── READING TEXT ──
The Indonesian government removed an import tariff on soybean imports as rising prices forced tofu and tempeh (a fermented soy product) off shop shelves. Meanwhile the goal of achieving self-sufficiency in soybean production has been made more urgent.
The ministry of trade lifted a 10% tariff on soybean imports on January 21, following protests demanding price caps for soybeans which brought 10,000 farmers and tofu producers onto the streets of the capital. Indonesian animal feed is made up of 70% corn and soymeal, while tempeh and tofu are staples of the Indonesian diet.
As the international price for soybeans reached a 34-year high of $13.20 per bushel in early January, the import price in Indonesia touched $600 per tonne, up from $351 a tonne in January 2007.
International soybean prices have been pushed higher by lower production in the US, as farmers there have moved to grow more corn to take advantage of US subsidies for ethanol, destined to be processed into biofuel. In addition, rising demand in China has coincided with poor harvests in Argentina and Brazil to push prices higher.
"Price pressures on agriculture products may prevail at least for the next four to six months," said Bayu Krisna Murti, the deputy coordinating minister for economic affairs.
The government said the import tax suspension was a temporary measure, and the Coordinating Ministry for the Economy said in a statement that the tax could be re-imposed should soybean prices fall.
The government's longer term solution is to promote competition amongst soybean importers while stimulating local production.
Indonesia currently consumes a total of 2m tonnes of soybean per year, two thirds of which is imported. Indonesia's imports of the food staple rose from 1.2m tonnes in 2006 to 1.4m tonnes last year, according to the central statistics agency (BPS). Between 80% and 90% of these imports came from the US, while the rest came from Argentina.
───
- _WHAT THIS EXERCISE ASKS_
a – In the soybean article, what percentage tariff did the ministry of trade lift on soybean imports?
b – Transcribe the soybean article from "The government's longer" up to and including "came from Argentina.".
The material after the soybean article has nothing to do with it.
── DATA ──
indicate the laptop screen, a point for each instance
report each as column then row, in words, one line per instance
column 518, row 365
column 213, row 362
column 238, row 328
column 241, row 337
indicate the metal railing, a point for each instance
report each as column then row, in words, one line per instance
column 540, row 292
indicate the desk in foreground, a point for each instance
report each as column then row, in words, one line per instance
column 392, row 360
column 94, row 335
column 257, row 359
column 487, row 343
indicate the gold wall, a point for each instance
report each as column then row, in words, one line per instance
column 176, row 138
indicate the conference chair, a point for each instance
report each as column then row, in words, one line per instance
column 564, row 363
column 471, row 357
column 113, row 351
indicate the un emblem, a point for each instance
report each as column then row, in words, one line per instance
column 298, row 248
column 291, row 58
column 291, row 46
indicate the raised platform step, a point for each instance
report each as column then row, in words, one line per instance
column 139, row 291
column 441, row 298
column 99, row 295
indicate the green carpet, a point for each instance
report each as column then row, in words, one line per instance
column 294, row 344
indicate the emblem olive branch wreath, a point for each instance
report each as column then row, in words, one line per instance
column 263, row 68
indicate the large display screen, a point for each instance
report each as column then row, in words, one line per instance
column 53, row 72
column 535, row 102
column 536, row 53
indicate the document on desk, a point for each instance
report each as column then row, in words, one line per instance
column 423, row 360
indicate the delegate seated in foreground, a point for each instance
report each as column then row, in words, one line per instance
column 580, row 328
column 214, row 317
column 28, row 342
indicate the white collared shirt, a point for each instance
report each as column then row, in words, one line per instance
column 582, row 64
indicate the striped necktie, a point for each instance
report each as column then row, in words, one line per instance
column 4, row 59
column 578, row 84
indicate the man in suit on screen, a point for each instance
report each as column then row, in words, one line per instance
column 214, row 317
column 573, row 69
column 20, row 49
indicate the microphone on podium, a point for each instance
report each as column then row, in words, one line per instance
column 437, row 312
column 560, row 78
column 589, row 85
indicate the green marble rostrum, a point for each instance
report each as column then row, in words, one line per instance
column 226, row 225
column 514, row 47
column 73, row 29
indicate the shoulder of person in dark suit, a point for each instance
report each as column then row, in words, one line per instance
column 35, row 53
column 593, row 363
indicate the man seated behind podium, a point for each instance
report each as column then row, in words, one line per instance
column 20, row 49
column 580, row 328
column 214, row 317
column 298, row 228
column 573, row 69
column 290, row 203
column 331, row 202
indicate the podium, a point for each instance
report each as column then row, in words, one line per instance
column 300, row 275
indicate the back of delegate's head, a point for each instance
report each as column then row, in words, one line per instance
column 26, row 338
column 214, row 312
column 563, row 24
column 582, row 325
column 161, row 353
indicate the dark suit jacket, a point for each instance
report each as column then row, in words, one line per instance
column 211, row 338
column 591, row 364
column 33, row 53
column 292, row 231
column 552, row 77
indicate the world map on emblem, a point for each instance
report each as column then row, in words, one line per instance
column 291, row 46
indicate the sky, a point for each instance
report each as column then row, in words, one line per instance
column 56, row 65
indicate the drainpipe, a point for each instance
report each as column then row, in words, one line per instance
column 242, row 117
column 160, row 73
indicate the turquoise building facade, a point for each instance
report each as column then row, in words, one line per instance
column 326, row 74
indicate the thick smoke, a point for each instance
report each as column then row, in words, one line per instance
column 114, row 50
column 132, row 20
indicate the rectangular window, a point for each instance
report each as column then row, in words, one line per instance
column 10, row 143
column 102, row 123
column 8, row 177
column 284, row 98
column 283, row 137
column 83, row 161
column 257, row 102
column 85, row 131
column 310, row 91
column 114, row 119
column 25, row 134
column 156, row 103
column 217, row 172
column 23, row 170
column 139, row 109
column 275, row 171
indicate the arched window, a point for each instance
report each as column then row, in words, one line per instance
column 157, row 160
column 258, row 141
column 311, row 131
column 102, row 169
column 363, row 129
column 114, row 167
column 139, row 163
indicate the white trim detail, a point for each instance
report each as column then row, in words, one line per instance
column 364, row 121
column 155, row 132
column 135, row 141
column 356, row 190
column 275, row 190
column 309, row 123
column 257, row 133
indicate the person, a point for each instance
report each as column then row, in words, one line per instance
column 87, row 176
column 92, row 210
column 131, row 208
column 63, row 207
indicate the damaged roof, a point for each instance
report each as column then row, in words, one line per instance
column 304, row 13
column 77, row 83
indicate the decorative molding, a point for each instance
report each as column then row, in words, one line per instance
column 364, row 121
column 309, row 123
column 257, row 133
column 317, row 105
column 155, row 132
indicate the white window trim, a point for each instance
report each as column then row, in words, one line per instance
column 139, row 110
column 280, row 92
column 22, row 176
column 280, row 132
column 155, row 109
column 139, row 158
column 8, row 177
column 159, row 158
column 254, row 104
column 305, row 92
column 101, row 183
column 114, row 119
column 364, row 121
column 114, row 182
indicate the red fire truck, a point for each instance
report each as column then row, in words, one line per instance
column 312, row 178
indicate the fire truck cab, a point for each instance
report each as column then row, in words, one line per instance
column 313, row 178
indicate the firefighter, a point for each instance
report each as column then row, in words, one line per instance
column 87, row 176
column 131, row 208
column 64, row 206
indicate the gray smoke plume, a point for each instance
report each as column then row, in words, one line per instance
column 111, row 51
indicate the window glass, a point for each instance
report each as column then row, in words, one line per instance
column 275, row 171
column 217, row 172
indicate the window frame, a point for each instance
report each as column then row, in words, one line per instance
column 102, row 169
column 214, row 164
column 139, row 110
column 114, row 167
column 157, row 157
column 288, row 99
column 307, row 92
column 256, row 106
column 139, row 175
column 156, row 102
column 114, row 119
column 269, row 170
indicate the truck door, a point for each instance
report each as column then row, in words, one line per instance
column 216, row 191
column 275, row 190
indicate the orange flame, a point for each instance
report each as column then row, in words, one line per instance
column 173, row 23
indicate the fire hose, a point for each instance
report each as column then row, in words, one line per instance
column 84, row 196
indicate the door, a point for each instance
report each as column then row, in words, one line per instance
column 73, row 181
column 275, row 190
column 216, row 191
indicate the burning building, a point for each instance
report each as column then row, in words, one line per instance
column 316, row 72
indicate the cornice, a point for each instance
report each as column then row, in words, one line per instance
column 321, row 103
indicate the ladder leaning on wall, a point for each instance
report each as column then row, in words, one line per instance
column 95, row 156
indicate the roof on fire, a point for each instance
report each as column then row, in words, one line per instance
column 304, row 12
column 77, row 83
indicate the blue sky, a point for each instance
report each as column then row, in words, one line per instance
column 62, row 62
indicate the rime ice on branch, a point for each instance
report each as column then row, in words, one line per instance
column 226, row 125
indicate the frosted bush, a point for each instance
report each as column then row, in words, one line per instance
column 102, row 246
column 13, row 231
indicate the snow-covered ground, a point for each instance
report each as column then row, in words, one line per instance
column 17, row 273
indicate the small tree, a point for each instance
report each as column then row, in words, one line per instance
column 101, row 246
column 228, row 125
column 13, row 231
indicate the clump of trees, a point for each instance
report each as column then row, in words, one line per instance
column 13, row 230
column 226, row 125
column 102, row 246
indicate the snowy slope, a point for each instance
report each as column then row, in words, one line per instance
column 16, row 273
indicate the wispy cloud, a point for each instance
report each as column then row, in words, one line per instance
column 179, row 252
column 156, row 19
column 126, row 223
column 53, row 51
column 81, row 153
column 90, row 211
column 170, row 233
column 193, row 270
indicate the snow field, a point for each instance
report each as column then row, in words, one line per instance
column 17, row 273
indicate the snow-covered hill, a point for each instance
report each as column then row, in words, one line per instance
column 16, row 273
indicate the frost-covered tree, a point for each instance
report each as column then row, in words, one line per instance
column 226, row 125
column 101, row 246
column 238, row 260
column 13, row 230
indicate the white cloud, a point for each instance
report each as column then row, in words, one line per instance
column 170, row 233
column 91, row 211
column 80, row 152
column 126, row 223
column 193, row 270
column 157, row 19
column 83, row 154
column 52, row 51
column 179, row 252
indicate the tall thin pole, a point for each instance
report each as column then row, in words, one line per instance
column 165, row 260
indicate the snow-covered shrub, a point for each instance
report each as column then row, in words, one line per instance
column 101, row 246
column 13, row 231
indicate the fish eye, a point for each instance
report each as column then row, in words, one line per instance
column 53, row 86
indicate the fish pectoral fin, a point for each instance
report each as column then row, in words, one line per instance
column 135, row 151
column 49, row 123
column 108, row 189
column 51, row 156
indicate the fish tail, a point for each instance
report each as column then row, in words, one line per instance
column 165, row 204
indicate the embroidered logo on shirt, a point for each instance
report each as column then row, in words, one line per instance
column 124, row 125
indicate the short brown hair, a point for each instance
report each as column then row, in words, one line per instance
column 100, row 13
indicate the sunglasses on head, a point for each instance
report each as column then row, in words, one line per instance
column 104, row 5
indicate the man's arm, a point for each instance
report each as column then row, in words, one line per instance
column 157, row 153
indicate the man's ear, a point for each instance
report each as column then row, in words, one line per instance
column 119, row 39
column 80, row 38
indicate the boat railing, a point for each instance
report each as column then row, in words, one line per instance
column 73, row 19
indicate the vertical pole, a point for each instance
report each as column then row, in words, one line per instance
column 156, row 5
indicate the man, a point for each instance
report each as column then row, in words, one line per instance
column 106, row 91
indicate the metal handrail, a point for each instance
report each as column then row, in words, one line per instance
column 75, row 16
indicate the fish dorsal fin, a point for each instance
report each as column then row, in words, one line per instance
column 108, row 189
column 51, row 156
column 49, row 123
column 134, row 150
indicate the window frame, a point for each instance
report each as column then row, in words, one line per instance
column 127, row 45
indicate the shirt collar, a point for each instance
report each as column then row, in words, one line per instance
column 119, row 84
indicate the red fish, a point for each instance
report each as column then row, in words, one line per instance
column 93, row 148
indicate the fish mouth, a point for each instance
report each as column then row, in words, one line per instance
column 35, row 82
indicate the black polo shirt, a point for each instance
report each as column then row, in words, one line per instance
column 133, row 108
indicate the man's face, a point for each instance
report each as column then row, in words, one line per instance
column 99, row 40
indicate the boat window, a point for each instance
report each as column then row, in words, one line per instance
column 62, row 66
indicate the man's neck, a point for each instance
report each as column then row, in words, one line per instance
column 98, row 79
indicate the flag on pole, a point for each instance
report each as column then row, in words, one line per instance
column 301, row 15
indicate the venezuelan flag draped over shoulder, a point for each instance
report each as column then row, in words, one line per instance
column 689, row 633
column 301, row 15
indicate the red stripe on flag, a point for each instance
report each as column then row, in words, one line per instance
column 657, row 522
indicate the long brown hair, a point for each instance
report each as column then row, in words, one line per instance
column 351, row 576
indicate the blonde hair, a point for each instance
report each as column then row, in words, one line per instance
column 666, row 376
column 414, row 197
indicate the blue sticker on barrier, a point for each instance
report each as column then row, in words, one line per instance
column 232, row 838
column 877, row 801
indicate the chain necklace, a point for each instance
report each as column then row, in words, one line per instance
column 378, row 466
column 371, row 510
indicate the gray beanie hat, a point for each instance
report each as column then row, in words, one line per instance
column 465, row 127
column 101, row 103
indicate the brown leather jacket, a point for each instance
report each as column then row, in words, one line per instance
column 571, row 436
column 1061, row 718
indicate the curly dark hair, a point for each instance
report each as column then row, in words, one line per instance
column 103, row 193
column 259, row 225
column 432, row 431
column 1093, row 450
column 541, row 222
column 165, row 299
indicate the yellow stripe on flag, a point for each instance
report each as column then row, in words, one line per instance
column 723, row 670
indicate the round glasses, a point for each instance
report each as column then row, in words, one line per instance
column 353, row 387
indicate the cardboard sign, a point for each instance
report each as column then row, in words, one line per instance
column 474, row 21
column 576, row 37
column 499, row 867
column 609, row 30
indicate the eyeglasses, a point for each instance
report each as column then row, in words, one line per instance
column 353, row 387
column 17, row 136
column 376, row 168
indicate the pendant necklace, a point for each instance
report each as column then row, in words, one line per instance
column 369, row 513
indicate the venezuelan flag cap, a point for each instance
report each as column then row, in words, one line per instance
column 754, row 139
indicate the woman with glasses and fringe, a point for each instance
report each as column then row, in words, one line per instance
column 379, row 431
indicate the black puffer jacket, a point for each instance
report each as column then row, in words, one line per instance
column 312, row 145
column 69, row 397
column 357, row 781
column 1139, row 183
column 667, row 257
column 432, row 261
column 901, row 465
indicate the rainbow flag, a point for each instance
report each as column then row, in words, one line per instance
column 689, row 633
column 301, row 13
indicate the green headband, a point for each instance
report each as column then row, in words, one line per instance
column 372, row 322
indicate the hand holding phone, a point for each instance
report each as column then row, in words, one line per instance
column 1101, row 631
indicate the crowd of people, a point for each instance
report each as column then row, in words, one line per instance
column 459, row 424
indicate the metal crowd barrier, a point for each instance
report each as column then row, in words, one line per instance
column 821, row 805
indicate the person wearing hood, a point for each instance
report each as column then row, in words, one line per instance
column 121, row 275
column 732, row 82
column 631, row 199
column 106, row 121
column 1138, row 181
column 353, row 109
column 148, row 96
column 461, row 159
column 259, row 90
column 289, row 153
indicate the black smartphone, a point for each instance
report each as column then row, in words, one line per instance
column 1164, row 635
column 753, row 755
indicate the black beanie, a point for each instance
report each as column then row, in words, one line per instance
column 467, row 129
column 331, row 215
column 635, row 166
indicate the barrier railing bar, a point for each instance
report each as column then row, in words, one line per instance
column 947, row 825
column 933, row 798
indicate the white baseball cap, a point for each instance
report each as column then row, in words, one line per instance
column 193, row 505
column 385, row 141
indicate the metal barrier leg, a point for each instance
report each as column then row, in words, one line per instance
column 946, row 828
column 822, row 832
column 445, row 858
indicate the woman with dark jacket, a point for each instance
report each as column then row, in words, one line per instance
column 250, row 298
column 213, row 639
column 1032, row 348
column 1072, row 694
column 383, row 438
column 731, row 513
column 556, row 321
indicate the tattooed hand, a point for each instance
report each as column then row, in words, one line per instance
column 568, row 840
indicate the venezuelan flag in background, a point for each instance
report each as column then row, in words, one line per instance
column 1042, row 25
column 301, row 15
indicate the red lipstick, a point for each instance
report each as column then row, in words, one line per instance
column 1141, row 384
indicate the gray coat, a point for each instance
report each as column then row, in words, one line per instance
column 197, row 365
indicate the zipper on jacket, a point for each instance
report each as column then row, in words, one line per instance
───
- _COMPLETED EXERCISE_
a – A 10% tariff.

b –
The government's longer term solution is to promote competition amongst soybean importers while stimulating local production.
Indonesia currently consumes a total of 2m tonnes of soybean per year, two thirds of which is imported. Indonesia's imports of the food staple rose from 1.2m tonnes in 2006 to 1.4m tonnes last year, according to the central statistics agency (BPS). Between 80% and 90% of these imports came from the US, while the rest came from Argentina.